Work task
Word for word, restate all of the records.
#### Given entries ####
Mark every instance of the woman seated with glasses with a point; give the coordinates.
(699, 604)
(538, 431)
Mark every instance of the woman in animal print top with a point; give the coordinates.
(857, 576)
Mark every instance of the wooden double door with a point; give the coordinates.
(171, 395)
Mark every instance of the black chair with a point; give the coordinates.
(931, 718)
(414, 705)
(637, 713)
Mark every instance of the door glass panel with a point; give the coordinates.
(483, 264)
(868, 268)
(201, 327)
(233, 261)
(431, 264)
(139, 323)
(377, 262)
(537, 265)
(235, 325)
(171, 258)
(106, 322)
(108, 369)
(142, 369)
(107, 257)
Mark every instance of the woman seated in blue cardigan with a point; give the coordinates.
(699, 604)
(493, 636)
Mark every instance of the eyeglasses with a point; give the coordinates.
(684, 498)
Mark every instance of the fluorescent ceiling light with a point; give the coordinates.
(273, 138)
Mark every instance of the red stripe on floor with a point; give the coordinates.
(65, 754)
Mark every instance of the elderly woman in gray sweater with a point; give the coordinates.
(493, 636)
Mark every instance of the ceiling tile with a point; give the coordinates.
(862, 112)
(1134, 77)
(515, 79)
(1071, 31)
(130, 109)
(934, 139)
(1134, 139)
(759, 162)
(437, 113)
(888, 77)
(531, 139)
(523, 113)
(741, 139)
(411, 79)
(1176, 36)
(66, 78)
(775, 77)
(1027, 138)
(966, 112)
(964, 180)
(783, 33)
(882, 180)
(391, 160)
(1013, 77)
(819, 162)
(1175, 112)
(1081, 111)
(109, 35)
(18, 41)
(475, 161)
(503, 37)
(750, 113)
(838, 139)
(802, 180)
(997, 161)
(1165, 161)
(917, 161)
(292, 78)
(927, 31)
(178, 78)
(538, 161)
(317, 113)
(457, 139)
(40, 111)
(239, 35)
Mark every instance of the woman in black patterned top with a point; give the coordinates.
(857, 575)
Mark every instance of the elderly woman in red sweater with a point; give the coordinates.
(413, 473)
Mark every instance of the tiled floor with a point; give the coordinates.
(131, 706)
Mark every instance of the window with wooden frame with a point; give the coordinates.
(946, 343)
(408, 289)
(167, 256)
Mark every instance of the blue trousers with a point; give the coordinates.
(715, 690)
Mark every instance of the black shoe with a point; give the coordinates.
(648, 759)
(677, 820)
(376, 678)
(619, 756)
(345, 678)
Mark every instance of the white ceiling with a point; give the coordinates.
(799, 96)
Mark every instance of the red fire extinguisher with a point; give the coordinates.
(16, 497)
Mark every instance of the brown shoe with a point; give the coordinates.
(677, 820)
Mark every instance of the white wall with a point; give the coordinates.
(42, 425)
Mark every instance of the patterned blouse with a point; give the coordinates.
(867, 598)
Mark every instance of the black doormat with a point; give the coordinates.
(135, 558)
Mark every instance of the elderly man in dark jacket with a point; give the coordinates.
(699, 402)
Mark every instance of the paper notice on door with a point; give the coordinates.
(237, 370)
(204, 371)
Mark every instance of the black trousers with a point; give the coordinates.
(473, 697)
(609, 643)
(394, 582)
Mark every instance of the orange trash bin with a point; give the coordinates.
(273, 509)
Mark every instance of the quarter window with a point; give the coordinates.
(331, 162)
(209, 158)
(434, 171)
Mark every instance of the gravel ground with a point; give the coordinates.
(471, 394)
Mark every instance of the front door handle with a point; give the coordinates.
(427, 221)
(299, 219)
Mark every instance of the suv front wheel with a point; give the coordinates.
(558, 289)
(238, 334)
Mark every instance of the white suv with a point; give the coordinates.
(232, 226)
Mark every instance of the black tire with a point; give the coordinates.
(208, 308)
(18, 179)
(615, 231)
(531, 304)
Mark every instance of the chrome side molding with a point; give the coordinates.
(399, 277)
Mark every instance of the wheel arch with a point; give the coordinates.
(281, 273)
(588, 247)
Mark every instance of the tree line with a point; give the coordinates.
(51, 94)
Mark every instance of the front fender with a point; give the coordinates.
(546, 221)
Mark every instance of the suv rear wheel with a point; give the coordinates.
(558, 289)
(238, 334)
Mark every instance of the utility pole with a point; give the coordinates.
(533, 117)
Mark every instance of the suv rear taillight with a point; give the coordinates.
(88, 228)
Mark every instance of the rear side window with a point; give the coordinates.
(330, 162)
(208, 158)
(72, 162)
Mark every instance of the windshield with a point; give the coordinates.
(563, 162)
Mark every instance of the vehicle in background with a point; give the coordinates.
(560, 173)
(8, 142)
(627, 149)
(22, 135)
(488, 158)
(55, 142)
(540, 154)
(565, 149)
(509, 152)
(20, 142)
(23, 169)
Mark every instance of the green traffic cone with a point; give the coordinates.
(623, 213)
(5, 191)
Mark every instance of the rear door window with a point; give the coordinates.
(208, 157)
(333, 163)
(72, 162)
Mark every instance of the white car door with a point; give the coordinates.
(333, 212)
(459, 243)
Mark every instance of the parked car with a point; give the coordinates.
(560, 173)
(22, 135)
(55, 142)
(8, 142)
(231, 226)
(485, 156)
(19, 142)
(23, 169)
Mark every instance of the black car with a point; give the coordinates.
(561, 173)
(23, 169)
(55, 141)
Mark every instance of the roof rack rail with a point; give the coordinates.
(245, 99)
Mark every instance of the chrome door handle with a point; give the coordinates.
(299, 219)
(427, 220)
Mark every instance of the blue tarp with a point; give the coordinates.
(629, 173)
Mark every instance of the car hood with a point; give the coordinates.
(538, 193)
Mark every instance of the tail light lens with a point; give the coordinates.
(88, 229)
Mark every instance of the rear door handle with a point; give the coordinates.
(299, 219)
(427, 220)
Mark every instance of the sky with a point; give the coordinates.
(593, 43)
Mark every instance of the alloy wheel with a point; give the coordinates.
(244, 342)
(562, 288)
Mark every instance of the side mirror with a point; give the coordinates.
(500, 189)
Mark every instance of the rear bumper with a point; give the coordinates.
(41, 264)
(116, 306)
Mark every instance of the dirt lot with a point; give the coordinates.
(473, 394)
####
Exercise answer
Mark every instance of the woman seated with glasses with a point; give the coordinates.
(699, 604)
(538, 431)
Mark every instance of the woman in animal print top with a point; give the coordinates.
(857, 576)
Mark every instance of the wooden double door with a point; give the coordinates.
(171, 395)
Mark every instance of the black chair with a point; give the coordinates.
(931, 718)
(414, 705)
(637, 713)
Mark every instance of the door glass panel with a point; give the coordinates.
(483, 264)
(868, 268)
(201, 327)
(233, 261)
(431, 264)
(139, 323)
(377, 262)
(537, 265)
(235, 325)
(171, 258)
(106, 322)
(108, 369)
(142, 369)
(107, 257)
Mark every instance of the woman seated in blue cardigan with a point; give the coordinates.
(699, 604)
(493, 636)
Mark every instance of the eyeglasses with a point; give the coordinates.
(684, 498)
Mark every instance of the fluorescent ceiling light with a point; give the coordinates.
(273, 138)
Mark every instance of the red stripe on floor with a point; give the coordinates.
(65, 754)
Mark every instance of the elderly woman in gray sweater with a point; give the coordinates.
(493, 636)
Mark every instance of the ceiling tile with a point; give the coordinates.
(862, 112)
(1134, 77)
(515, 79)
(1071, 31)
(130, 109)
(934, 139)
(1134, 139)
(759, 162)
(437, 113)
(888, 77)
(531, 139)
(523, 113)
(741, 139)
(411, 79)
(1176, 36)
(66, 78)
(775, 77)
(1027, 138)
(966, 112)
(964, 180)
(783, 33)
(882, 180)
(391, 160)
(1013, 77)
(819, 162)
(1175, 112)
(1081, 111)
(109, 35)
(18, 41)
(475, 161)
(503, 37)
(750, 113)
(838, 139)
(802, 180)
(997, 161)
(1165, 161)
(917, 161)
(292, 78)
(927, 31)
(178, 78)
(538, 161)
(317, 113)
(457, 139)
(40, 111)
(239, 35)
Mark every instance of the woman in black patterned top with a point; give the coordinates.
(857, 575)
Mark every instance of the elderly woman in red sweater with a point; give the coordinates.
(413, 473)
Mark every instance of the tiled floor with a point; give the coordinates.
(131, 706)
Mark every instance of the window with wooden frame with a point; give the coordinates.
(946, 343)
(408, 289)
(167, 256)
Mark every instance of the blue trousers with a point; give the coordinates.
(715, 690)
Mark every instance of the black shoe with a point; give the coordinates.
(648, 759)
(677, 820)
(376, 678)
(619, 756)
(345, 678)
Mark every instance of the white ceiling with a point; give the coordinates.
(799, 96)
Mark every instance of the red fire extinguisher with a point; give the coordinates.
(16, 497)
Mark every instance of the brown shoe with a point; give the coordinates.
(677, 820)
Mark every instance of the white wall with a point; give the coordinates.
(42, 425)
Mark every instance of the patterned blouse with a point; give the coordinates.
(867, 598)
Mark every instance of the black doormat with a point; give the coordinates.
(135, 558)
Mark every instance of the elderly man in dark jacket with a point; give the coordinates.
(699, 402)
Mark every instance of the paper notice on door with a point; give the coordinates.
(237, 370)
(204, 371)
Mark every instance of the black trousers with a point; give the coordinates.
(473, 697)
(609, 643)
(394, 582)
Mark every instance of the orange trash bin with a point; give the coordinates.
(273, 509)
Mark every instance of the quarter window with a point; give the coordinates.
(331, 162)
(209, 158)
(434, 171)
Mark every instance of the gravel ground with a point; give the coordinates.
(471, 394)
Mark every instance of the front door handle with a point; give the coordinates.
(427, 221)
(299, 219)
Mark every instance of the suv front wheel with a point; give the coordinates.
(558, 289)
(238, 334)
Mark every instance of the white suv with a point; give the coordinates.
(232, 226)
Mark every instance of the black tire with a point; give the coordinates.
(208, 308)
(18, 179)
(615, 231)
(531, 304)
Mark every instance of the chrome side molding with a point; give the coordinates.
(399, 277)
Mark every instance of the wheel arch with a point; give the coordinates.
(281, 273)
(588, 247)
Mark every instance of the tree line with a point; give the coordinates.
(51, 94)
Mark every instance of the front fender with a point; give the coordinates.
(546, 221)
Mark every instance of the suv rear wheel with a point; give the coordinates.
(558, 289)
(238, 334)
Mark every instance of the utility pole with a point; give the coordinates.
(533, 117)
Mark every instance of the suv rear taillight with a point; give the coordinates.
(88, 228)
Mark every instance of the rear side window with a point; give the coordinates.
(330, 162)
(208, 158)
(72, 162)
Mark every instance of the windshield with a point; give the coordinates.
(563, 162)
Mark every instance of the vehicle in background with a point; give the coordinates.
(560, 173)
(8, 142)
(627, 149)
(22, 135)
(488, 158)
(55, 142)
(540, 154)
(565, 149)
(509, 152)
(20, 142)
(23, 169)
Mark every instance of the green traffic cone with a point; give the coordinates.
(623, 213)
(5, 191)
Mark every instance of the rear door window with a point; give the coordinates.
(208, 157)
(333, 163)
(72, 162)
Mark every instance of the white car door with a point; give the coordinates.
(333, 212)
(459, 243)
Mark every instance of the parked car with a point; give the coordinates.
(560, 173)
(22, 135)
(55, 142)
(8, 142)
(231, 226)
(485, 156)
(19, 142)
(23, 169)
Mark every instance of the black car with a point; give the coordinates.
(561, 173)
(23, 169)
(55, 141)
Mark every instance of the roof rack rail with a point; give the coordinates.
(245, 99)
Mark every instance of the chrome door handle with a point; give the coordinates.
(299, 219)
(427, 220)
Mark every instance of the blue tarp with a point; give the coordinates.
(629, 173)
Mark every instance of the car hood with a point; give the coordinates.
(538, 193)
Mark every instance of the tail light lens with a point; give the coordinates.
(88, 229)
Mark every instance of the rear door handle with a point; give the coordinates.
(299, 219)
(427, 220)
Mark every instance of the sky with a point; give the coordinates.
(593, 43)
Mark every instance of the alloy wheel with a point; give the coordinates.
(244, 342)
(562, 288)
Mark every instance of the side mirror with a point; give the coordinates.
(500, 189)
Mark every instance of the rear bumper with a point; give the coordinates.
(41, 264)
(116, 306)
Mark every instance of the dirt lot with a point; give the coordinates.
(473, 394)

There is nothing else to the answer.